La televisión es una constante no sólo en su ópera prima. Es la ventana que deforma y limita la percepción de la realidad de la burguesía enajenada con su propia imagen. Nada más claustrofóbico y distorsionado que medir el mundo en pulgadas. “A veces me pregunto qué pasaría si tuviéramos un monitor en lugar de cabeza donde pudiéramos ver nuestros pensamientos”, dice uno de los personajes. Nada. Sólo ruido.
El séptimo continente
Suicide would save one’s honour
J.M. Coetzee
Habría que estudiar la obra de este director a partir de sus niños que como esponjas absorben la maldad de la sociedad en la que habitan, y que, a la menor provocación, expulsan la misma ponzoña. Su análisis nos remitiría a las semillas de algunos de sus temas recurrentes en toda su obra, ensayados también en The Seventh Continent: la vergüenza y, su manifestación interior, la culpa; también, sus peores consecuencias, la incomunicación, la incapacidad de pedir perdón, el aislamiento.
Eva es la niña de este filme, pero a pesar de su edad y de sus enormes y hermosos ojos, no recibe un tratamiento especial. La cámara no le hace ninguna concesión. De hecho, el primer indicio de conflicto en la película se da cuando Eva finge ceguera en la escuela. Con una trampa, su maestra la obliga a delatar su engaño, exponiéndola ante sus compañeros. Cuando su madre, oftalmóloga, la confronta, la niña miente y niega lo que ha sucedido. Anna se ablanda y vuelve a interrogarla, Eva confiesa su crimen y, sin que le pidan razones, recibe, a cambio, no una explicación ni una lección sino, una bofetada. Más adelante, como todos los días antes de dormir, reza; le pide a Dios que la haga buena para poderse ir al cielo. Pero sus rezos no borran la culpa que siente. Aislada, incapaz de entender lo que sucede, Eva imita el ritmo monótono de sus padres día a día hasta mimetizar sus deseos con los de ellos. Ella, lo dice, también quiere morir.
Con la misma metodicidad con la que sus padres destruyen discos, ella destruye sus posesiones, sus libros para colorear, sus dibujos. Su último ápice de inocencia se va con la destrucción del acuario, cuando los peces que diariamente alimentaba mueren en el piso de su sala. Después de eso, la cronología de eventos continúa con la acostumbrada indiferencia hasta la oración antes de cerrar los ojos. Esta vez el gesto es tétrico. Eva pide a Dios que la haga buena pero, lo sabemos, ningún rezo cambiará su destino, creer no es suficiente. Para Haneke nadie es inocente. Que no se confunda esto con soberbia, el arte es otra forma de expiación.

(Filas extraídas de una colección)
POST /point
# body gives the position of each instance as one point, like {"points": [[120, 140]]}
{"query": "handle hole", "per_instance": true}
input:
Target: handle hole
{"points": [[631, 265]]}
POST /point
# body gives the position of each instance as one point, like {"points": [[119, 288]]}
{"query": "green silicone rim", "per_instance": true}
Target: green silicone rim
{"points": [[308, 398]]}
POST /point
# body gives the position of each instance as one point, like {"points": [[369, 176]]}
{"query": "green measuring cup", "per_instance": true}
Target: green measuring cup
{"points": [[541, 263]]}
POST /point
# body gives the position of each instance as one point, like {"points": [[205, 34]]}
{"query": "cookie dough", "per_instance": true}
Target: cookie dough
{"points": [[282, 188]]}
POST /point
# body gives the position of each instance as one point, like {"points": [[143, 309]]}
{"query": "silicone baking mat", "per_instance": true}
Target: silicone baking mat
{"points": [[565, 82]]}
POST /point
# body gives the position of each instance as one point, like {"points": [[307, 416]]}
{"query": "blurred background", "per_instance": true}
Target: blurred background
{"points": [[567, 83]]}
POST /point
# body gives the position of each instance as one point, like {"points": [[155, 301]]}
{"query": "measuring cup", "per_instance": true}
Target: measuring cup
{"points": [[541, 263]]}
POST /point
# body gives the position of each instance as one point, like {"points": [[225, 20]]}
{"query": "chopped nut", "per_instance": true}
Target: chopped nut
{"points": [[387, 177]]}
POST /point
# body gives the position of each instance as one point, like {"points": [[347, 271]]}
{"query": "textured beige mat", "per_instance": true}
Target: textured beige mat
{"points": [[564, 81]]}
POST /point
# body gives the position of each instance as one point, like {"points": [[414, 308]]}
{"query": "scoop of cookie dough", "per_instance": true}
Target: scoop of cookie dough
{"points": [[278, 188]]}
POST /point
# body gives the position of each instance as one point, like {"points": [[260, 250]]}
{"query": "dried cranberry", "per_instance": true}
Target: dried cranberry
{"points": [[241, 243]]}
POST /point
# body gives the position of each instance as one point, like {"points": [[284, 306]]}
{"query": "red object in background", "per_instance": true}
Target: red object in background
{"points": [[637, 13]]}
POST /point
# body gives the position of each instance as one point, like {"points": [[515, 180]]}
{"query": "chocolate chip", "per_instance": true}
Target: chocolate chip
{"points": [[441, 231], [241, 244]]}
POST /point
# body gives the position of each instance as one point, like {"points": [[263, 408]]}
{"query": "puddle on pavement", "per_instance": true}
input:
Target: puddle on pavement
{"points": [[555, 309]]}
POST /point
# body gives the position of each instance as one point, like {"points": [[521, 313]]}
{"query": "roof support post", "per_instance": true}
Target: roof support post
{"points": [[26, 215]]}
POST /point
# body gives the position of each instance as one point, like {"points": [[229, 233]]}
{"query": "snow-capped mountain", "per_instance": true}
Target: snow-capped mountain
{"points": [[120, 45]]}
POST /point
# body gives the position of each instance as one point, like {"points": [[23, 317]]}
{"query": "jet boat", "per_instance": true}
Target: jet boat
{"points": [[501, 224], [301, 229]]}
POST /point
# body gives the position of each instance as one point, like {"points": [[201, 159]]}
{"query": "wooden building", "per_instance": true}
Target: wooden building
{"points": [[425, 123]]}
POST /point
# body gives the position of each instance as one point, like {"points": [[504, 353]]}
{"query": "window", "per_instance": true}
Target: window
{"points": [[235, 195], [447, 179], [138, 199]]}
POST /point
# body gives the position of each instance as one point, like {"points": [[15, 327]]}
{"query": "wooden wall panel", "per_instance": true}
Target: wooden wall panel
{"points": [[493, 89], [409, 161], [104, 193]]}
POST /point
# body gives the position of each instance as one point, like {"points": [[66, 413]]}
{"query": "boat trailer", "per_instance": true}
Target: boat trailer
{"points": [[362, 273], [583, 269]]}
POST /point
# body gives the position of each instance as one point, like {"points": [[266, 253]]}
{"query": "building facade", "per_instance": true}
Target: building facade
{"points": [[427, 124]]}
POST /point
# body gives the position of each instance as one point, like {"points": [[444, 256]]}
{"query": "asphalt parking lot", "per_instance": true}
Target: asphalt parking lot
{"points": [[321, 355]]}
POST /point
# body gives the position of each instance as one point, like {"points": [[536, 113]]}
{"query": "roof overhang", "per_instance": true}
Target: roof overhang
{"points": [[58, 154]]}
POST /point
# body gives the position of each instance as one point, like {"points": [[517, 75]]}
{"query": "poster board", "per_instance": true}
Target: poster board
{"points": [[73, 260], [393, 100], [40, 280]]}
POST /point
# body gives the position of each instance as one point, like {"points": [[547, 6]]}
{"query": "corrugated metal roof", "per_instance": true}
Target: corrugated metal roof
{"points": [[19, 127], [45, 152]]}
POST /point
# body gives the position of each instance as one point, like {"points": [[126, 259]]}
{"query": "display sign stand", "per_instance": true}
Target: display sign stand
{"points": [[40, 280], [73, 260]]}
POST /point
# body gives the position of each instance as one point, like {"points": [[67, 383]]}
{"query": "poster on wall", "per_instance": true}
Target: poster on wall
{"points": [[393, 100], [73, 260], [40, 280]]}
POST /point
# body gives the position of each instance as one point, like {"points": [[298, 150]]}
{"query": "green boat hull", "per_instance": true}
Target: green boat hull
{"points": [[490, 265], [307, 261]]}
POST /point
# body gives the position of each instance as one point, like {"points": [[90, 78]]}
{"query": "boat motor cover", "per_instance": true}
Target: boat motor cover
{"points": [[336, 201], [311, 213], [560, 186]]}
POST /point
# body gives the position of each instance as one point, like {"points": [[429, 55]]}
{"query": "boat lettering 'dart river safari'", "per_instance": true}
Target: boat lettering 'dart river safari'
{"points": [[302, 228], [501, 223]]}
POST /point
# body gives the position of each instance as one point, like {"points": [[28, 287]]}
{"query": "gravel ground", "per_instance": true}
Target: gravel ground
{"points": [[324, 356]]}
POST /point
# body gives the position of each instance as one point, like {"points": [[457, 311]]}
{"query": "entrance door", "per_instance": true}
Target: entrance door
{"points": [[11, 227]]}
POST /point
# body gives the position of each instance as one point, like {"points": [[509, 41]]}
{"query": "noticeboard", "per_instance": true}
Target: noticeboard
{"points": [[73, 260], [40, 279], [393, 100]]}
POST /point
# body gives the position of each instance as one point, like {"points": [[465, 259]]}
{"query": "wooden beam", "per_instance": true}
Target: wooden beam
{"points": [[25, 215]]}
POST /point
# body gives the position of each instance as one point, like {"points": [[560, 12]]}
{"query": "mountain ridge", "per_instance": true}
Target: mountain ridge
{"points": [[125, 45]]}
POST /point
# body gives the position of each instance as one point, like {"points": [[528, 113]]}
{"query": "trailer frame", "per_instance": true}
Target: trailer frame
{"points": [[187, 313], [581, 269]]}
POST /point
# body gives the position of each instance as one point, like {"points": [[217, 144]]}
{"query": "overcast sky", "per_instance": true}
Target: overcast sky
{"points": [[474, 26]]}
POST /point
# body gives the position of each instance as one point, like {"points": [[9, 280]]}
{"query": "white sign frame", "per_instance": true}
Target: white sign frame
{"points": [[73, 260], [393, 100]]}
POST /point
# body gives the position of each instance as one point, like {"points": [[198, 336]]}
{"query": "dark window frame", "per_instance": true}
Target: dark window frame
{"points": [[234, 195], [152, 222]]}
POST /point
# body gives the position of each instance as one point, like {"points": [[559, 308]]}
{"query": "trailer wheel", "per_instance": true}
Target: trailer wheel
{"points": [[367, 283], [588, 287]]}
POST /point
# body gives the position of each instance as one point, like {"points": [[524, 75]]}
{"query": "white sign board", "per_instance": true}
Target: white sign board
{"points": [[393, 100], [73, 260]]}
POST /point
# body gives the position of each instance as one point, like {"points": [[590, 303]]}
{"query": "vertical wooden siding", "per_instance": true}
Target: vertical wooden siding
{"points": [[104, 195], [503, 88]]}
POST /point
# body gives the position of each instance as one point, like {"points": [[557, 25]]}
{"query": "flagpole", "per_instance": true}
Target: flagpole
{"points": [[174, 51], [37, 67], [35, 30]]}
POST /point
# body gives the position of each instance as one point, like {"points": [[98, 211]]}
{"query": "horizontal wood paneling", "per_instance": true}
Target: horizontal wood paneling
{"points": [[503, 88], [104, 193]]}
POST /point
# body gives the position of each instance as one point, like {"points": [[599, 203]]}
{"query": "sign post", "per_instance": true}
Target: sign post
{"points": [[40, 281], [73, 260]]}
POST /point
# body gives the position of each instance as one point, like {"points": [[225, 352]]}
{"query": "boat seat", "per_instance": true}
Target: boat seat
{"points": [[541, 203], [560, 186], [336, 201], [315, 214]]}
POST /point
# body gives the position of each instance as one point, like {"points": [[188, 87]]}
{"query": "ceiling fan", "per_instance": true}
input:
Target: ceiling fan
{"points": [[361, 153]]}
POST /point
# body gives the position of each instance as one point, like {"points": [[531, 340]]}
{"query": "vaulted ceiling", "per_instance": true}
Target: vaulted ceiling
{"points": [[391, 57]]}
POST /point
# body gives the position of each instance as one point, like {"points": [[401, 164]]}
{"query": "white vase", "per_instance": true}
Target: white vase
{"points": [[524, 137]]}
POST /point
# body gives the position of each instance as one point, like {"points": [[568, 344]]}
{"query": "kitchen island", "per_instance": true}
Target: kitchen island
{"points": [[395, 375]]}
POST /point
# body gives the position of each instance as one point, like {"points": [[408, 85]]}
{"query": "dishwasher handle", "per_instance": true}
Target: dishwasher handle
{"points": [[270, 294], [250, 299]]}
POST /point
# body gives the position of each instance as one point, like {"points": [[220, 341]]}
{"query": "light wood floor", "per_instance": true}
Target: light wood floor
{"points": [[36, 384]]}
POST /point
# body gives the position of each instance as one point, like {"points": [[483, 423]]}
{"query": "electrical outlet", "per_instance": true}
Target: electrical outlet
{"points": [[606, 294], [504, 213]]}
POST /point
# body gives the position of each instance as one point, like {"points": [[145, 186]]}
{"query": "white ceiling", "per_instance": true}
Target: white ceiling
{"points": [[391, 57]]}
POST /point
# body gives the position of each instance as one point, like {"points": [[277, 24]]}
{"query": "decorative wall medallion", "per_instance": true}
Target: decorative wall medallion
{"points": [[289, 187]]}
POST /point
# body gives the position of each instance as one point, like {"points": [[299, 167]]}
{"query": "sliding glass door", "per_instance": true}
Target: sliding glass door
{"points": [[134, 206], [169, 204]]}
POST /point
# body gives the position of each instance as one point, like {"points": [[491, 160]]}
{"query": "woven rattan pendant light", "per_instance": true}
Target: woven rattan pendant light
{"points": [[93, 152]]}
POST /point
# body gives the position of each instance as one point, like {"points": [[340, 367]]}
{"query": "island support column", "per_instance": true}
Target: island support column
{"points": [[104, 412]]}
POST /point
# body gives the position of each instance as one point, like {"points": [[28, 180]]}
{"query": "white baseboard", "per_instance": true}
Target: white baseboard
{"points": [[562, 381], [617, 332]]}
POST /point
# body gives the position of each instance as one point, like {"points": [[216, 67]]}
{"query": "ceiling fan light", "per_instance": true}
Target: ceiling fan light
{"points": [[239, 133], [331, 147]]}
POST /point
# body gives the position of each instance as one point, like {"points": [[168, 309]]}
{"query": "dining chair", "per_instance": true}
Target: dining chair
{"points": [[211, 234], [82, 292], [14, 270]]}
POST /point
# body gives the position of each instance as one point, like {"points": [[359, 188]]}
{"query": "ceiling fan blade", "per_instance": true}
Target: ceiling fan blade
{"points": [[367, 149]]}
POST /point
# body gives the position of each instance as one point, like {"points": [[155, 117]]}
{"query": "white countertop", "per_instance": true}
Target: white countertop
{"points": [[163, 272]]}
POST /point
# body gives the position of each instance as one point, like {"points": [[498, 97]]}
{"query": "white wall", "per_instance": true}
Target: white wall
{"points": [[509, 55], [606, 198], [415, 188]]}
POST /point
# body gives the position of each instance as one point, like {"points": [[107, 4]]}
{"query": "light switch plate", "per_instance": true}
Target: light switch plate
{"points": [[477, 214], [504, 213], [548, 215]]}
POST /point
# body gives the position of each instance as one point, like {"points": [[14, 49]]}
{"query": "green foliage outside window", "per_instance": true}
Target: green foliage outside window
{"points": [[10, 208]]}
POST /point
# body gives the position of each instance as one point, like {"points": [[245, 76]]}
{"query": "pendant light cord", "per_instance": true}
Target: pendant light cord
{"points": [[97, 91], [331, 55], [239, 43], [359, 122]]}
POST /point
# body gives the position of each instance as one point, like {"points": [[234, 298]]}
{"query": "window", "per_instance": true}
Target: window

**Preguntas:**
a - Responde a estas preguntas sobre el pasaje:
(i) ¿Qué es la ventana que deforma y limita la percepción de la realidad?
(ii) ¿Qué finge Eva en la escuela?
(iii) ¿Qué destruyen sus padres con metodicidad?
b - Copia del pasaje el fragmento que empieza en las palabras "La televisión es" y termina después de "Nada. Sólo ruido.".

**Respuestas:**
a -
(i) La televisión.
(ii) Ceguera.
(iii) Discos.

b -
La televisión es una constante no sólo en su ópera prima. Es la ventana que deforma y limita la percepción de la realidad de la burguesía enajenada con su propia imagen. Nada más claustrofóbico y distorsionado que medir el mundo en pulgadas. “A veces me pregunto qué pasaría si tuviéramos un monitor en lugar de cabeza donde pudiéramos ver nuestros pensamientos”, dice uno de los personajes. Nada. Sólo ruido.